Once the lines below holding the string "mirror" are counted, give that number alone.

———

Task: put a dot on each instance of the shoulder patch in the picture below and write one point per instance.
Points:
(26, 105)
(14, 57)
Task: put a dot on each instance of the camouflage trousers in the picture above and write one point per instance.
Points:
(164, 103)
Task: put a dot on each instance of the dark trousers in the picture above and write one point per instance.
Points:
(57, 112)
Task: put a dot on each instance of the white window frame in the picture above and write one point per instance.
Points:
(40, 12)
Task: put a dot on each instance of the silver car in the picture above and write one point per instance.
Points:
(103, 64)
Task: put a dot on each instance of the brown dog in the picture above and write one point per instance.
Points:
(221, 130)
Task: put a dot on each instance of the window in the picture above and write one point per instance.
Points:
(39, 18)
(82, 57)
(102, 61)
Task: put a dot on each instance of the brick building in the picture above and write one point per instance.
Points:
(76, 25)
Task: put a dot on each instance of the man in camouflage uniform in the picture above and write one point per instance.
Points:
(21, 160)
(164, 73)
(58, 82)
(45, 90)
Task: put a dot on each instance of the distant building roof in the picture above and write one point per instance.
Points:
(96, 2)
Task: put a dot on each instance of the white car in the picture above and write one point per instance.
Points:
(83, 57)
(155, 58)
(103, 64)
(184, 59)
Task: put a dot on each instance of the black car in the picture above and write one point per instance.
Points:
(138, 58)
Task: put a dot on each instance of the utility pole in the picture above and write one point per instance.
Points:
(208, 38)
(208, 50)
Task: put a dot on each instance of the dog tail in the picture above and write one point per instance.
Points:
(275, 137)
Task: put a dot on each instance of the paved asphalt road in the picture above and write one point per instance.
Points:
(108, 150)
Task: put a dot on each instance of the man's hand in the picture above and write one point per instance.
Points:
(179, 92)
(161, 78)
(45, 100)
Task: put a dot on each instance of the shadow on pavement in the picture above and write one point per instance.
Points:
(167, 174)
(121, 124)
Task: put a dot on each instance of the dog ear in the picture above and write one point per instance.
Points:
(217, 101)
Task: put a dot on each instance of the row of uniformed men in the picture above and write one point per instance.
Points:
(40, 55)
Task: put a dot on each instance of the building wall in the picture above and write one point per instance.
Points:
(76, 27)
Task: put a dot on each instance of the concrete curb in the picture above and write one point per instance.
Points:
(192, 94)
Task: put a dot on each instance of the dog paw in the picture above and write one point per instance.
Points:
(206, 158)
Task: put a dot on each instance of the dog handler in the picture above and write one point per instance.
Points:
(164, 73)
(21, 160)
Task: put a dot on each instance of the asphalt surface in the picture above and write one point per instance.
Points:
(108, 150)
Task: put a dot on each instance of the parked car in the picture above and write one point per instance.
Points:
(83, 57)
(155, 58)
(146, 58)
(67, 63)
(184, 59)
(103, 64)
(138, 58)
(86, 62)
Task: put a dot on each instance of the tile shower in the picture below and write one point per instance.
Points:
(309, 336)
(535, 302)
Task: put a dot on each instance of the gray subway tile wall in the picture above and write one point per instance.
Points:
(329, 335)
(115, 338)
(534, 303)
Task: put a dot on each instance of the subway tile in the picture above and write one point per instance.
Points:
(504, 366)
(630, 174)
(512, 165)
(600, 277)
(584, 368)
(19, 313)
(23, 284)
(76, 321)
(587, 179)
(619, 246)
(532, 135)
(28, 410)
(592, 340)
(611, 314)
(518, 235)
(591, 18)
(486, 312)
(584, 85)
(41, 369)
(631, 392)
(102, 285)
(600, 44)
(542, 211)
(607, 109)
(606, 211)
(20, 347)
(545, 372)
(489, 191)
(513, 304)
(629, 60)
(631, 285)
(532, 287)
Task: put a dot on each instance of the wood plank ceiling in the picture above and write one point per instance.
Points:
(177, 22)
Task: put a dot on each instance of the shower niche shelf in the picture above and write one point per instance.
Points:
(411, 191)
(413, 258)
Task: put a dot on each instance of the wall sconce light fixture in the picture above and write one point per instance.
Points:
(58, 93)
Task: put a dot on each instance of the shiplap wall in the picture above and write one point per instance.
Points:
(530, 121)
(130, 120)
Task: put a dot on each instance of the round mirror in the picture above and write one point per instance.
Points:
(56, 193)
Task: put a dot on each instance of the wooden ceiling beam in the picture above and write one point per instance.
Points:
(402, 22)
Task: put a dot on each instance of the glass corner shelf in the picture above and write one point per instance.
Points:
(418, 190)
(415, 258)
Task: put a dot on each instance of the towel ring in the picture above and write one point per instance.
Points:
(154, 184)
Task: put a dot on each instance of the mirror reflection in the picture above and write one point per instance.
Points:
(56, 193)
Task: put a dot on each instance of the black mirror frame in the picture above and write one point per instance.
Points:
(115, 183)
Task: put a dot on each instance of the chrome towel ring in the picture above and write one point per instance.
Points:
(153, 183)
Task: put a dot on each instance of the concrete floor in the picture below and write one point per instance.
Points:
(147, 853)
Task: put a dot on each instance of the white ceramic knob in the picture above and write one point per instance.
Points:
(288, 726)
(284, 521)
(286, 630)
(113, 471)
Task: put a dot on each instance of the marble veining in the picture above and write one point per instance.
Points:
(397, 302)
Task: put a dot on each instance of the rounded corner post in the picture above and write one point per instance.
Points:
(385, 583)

———

Written response » 3